WHAT YOU SHOULD DO ::
Please pull out every line in the entries below that contains the word "silver", and copy each one in full.

LISTED RECORDS ::
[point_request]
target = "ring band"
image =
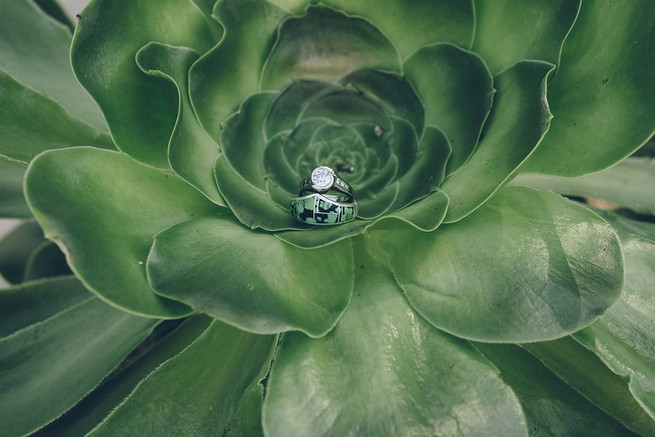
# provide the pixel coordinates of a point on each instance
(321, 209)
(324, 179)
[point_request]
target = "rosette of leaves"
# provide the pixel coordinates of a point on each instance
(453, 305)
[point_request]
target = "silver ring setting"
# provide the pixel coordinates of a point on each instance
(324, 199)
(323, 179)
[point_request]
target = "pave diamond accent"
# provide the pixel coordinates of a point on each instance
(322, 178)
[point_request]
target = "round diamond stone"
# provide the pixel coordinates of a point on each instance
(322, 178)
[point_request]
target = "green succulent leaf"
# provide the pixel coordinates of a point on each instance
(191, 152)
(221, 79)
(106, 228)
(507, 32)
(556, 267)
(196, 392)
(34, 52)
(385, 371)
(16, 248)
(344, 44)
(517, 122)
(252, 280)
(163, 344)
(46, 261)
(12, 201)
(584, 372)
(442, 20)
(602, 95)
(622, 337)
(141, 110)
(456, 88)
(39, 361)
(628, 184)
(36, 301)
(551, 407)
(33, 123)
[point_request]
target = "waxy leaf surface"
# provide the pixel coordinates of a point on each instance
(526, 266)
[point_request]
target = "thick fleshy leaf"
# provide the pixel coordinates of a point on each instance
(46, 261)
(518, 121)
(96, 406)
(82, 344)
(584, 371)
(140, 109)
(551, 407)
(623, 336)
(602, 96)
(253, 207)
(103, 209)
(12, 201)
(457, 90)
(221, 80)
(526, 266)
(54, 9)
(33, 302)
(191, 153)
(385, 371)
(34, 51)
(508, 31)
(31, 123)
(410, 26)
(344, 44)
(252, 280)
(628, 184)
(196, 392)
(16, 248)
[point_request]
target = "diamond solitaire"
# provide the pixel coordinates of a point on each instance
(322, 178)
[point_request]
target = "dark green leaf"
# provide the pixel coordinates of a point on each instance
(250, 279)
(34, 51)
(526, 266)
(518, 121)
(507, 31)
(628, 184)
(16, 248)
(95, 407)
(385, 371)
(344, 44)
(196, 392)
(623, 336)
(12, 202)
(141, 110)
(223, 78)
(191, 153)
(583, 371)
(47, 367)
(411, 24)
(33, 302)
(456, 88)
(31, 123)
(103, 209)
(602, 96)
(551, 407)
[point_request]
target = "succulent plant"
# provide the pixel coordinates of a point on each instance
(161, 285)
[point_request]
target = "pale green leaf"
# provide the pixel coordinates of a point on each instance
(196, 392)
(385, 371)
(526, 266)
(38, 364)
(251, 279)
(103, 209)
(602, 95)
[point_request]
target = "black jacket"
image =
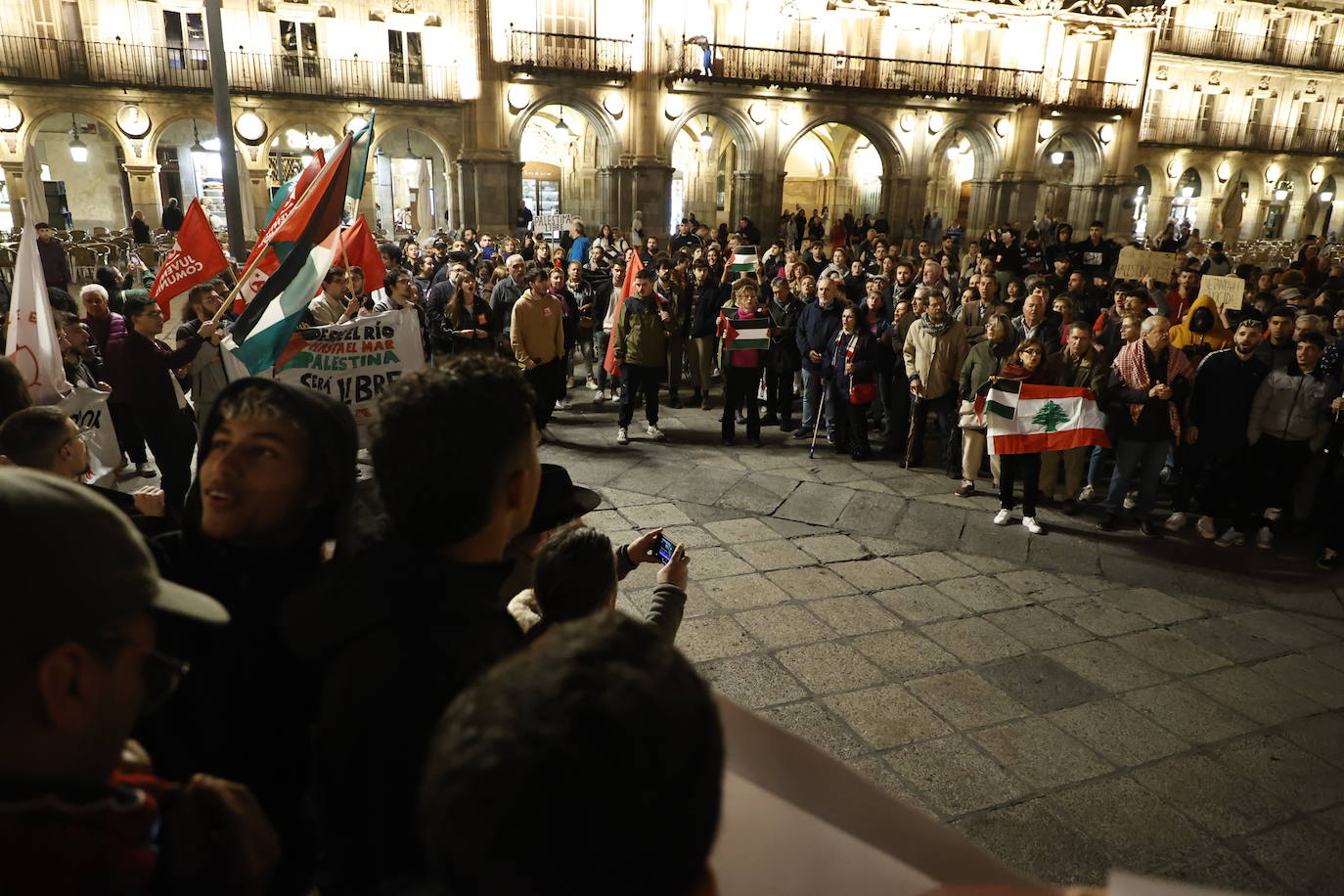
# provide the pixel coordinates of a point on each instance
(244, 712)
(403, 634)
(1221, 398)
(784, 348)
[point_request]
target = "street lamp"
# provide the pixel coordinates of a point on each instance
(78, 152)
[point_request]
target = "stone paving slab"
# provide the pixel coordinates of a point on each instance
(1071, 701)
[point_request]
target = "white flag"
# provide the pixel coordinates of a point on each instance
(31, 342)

---

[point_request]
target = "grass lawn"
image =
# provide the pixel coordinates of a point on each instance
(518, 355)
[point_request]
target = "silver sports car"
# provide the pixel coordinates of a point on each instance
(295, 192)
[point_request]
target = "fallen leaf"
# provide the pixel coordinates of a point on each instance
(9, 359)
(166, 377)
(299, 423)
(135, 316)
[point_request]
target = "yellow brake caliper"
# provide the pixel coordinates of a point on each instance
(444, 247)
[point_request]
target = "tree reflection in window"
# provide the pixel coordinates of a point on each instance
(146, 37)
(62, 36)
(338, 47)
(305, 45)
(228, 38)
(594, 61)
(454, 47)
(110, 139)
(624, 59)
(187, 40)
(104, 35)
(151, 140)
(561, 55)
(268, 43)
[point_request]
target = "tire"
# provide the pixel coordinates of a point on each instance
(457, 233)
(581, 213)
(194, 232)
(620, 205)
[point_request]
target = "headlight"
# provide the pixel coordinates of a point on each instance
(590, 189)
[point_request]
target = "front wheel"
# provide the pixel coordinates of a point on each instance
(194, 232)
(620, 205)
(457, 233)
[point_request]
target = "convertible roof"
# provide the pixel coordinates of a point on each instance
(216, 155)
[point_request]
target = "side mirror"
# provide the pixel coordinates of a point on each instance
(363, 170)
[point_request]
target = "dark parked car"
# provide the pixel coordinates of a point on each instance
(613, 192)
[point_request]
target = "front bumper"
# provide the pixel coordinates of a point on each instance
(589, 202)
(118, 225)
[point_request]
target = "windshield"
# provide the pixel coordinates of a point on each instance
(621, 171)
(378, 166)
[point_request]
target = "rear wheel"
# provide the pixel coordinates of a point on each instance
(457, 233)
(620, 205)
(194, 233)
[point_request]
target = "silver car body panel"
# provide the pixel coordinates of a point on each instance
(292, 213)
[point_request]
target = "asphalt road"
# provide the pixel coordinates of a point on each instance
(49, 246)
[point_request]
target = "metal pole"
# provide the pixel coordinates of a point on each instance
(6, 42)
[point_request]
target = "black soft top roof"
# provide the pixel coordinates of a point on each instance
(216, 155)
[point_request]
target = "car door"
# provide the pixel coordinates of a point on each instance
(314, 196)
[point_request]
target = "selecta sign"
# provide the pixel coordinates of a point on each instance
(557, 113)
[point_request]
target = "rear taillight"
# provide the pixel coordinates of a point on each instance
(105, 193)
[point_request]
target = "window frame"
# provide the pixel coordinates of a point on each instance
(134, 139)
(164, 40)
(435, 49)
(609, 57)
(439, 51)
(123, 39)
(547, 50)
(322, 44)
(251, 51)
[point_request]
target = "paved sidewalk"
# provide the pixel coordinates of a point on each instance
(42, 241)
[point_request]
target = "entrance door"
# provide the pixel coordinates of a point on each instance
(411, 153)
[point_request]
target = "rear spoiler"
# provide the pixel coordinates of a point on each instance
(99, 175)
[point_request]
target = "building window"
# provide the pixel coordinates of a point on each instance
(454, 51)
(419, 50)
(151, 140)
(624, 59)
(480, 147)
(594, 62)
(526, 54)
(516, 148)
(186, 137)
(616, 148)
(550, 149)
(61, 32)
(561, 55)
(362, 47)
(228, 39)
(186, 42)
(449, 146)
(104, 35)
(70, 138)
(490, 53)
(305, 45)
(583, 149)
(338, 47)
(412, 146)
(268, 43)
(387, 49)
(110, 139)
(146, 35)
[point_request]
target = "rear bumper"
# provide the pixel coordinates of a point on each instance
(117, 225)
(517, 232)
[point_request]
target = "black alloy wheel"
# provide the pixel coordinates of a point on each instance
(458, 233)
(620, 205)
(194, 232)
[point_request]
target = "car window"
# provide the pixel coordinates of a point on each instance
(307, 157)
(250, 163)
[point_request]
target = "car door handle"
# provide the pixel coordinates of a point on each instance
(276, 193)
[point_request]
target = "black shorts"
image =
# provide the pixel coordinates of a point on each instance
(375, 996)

* * *

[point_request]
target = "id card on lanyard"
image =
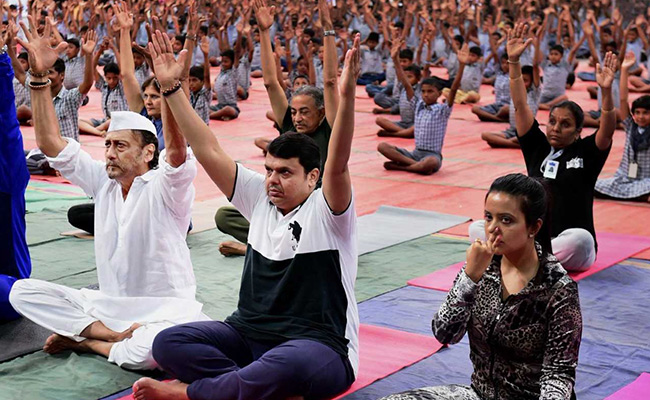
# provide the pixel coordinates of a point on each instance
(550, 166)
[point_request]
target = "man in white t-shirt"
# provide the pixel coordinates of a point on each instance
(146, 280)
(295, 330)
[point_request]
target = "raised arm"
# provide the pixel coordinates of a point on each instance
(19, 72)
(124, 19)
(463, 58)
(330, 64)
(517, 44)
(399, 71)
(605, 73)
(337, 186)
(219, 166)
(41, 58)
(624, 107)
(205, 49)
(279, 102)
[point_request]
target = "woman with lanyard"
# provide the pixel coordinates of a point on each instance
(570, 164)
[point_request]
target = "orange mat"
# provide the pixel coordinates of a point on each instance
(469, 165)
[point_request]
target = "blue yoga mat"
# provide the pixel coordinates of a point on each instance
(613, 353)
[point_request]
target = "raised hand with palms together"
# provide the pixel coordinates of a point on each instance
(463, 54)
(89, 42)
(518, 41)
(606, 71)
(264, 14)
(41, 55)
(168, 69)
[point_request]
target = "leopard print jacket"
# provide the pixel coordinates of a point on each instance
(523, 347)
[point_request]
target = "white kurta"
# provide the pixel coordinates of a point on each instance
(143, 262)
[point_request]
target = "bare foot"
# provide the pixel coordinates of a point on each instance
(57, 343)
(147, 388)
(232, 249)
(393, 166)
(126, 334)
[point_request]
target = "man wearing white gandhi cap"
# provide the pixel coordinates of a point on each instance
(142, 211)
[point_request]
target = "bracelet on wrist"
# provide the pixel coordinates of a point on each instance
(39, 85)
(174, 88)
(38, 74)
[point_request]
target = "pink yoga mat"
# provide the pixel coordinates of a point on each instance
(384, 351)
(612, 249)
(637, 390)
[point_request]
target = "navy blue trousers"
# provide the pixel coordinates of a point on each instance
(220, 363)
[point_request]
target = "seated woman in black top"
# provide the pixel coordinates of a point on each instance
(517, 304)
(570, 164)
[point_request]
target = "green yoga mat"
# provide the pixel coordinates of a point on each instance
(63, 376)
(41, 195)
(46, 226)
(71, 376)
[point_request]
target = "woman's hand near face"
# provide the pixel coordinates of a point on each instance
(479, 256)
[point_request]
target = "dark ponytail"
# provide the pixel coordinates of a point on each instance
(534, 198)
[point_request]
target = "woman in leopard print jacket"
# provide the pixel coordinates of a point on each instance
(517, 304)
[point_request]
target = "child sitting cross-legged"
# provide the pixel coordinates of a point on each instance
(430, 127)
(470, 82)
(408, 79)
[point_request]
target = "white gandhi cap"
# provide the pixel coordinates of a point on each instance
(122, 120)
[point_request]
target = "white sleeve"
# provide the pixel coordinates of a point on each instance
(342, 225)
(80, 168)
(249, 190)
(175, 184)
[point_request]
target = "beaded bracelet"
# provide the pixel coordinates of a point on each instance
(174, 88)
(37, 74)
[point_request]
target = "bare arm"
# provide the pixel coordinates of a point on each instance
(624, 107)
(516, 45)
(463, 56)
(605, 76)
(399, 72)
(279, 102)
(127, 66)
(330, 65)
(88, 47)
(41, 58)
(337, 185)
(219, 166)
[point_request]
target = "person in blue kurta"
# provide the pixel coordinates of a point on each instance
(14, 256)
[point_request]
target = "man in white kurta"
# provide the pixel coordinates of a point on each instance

EXERCISE SOLUTION ::
target = "silver ring setting"
target = "silver sports car"
target = "silver car body panel"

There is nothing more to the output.